◆ Assignment ◆
All of the records need to be retyped exactly, with no line dropped.

◆ Task data ◆
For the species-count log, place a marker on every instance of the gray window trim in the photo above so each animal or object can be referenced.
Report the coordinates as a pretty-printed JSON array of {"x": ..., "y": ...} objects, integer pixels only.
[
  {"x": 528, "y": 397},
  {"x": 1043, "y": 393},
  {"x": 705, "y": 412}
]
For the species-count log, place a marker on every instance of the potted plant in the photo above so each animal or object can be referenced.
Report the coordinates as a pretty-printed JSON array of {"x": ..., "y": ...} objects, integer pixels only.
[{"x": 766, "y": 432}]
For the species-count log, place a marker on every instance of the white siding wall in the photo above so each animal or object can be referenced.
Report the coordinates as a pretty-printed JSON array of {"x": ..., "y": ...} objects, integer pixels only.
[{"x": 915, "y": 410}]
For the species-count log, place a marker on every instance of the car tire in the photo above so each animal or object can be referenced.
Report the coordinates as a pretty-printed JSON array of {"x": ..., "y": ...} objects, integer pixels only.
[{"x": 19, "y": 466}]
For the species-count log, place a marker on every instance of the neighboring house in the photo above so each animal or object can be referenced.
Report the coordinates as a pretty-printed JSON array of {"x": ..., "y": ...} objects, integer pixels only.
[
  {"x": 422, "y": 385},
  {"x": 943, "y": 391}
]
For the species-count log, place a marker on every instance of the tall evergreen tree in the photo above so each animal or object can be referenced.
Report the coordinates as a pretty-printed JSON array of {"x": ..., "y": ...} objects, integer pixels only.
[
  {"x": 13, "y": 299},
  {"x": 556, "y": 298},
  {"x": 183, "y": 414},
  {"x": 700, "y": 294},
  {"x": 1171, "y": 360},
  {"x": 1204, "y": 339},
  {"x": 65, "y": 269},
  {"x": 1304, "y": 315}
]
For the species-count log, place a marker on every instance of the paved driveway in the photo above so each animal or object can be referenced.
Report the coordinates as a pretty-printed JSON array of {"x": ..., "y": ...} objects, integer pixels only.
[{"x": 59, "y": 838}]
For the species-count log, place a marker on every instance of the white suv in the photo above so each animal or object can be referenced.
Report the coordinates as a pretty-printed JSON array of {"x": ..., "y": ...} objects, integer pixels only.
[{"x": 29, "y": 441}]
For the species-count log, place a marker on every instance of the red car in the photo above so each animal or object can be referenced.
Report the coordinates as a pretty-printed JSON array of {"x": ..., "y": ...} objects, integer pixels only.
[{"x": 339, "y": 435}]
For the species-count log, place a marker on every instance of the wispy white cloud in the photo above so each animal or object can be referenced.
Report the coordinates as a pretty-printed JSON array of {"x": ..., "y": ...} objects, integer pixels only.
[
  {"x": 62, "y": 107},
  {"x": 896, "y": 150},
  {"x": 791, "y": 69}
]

◆ Finished task ◆
For the species-count log, place a marker on every instance of the gray window trim in the photo above so each animal or object can be referenced.
Report the coordinates as a pretty-printed JSON array of {"x": ..., "y": ...} objects, integer pixels only.
[
  {"x": 528, "y": 397},
  {"x": 1043, "y": 393},
  {"x": 705, "y": 412}
]
For the species-count log, place a marker on every instance of the potted plant in the photo above so each animal or object can be referenced.
Report the coordinates as a pretty-printed JSON array of {"x": ..., "y": ...} objects, integer pixels only.
[{"x": 766, "y": 432}]
For the species-count log, place a marker on every instance of the white siding wall in the photo above so each animal or object can be referenced.
Report the coordinates as a pretty-printed JSON array of {"x": ..., "y": ...} objects, integer pixels only.
[{"x": 915, "y": 410}]
For the species-count log, place a marker on every instance of the car tire in the photo above so each animal or object can be referenced.
Report the coordinates as a pretty-printed JSON array of {"x": ..., "y": ...} objects, integer pixels only.
[{"x": 19, "y": 466}]
For the species-count log, place a marker on every instance of the neighboring house in the photo above so each animal or object can be referenced.
Report the coordinates as a pretty-printed JSON array of {"x": ..., "y": ...} objects, integer pixels only.
[
  {"x": 422, "y": 385},
  {"x": 943, "y": 391}
]
For the species-count log, place a marker on every instance of the tall evergreen tree in the photo above so each animal or object can be referenced.
Report the coordinates as a pretty-printed JSON array of {"x": ..., "y": ...} objects, integer pixels only.
[
  {"x": 13, "y": 299},
  {"x": 556, "y": 298},
  {"x": 183, "y": 414},
  {"x": 700, "y": 294},
  {"x": 1171, "y": 360},
  {"x": 1204, "y": 339},
  {"x": 65, "y": 269},
  {"x": 1304, "y": 315}
]
For the species-count log, place a marker on every instance of the paved driveway in the photo above so each animal or object can be referenced.
Report the coordinates as a pretty-printed JSON array of {"x": ..., "y": ...} objects, integer pixels only.
[{"x": 59, "y": 838}]
For the species-count log, place a marker on every instance of the white suv in the photo above so each animal or object can be referenced.
Report the coordinates as a pretty-printed JSON array of {"x": ..., "y": ...} objects, integer pixels only.
[{"x": 29, "y": 441}]
For the species-count log, place a marker on every instance of the red car in the photo above so each animal or object can be referenced.
Report the coordinates as a pretty-printed JSON array of {"x": ..., "y": ...} objects, integer pixels only.
[{"x": 339, "y": 435}]
For the species-count log, place a marker on every instance of the wispy white cloud in the photo above so each animal or object can be referenced.
Report the coordinates as a pretty-printed JSON array of {"x": ..., "y": ...} objects, integer pixels only.
[
  {"x": 62, "y": 107},
  {"x": 896, "y": 150},
  {"x": 791, "y": 69}
]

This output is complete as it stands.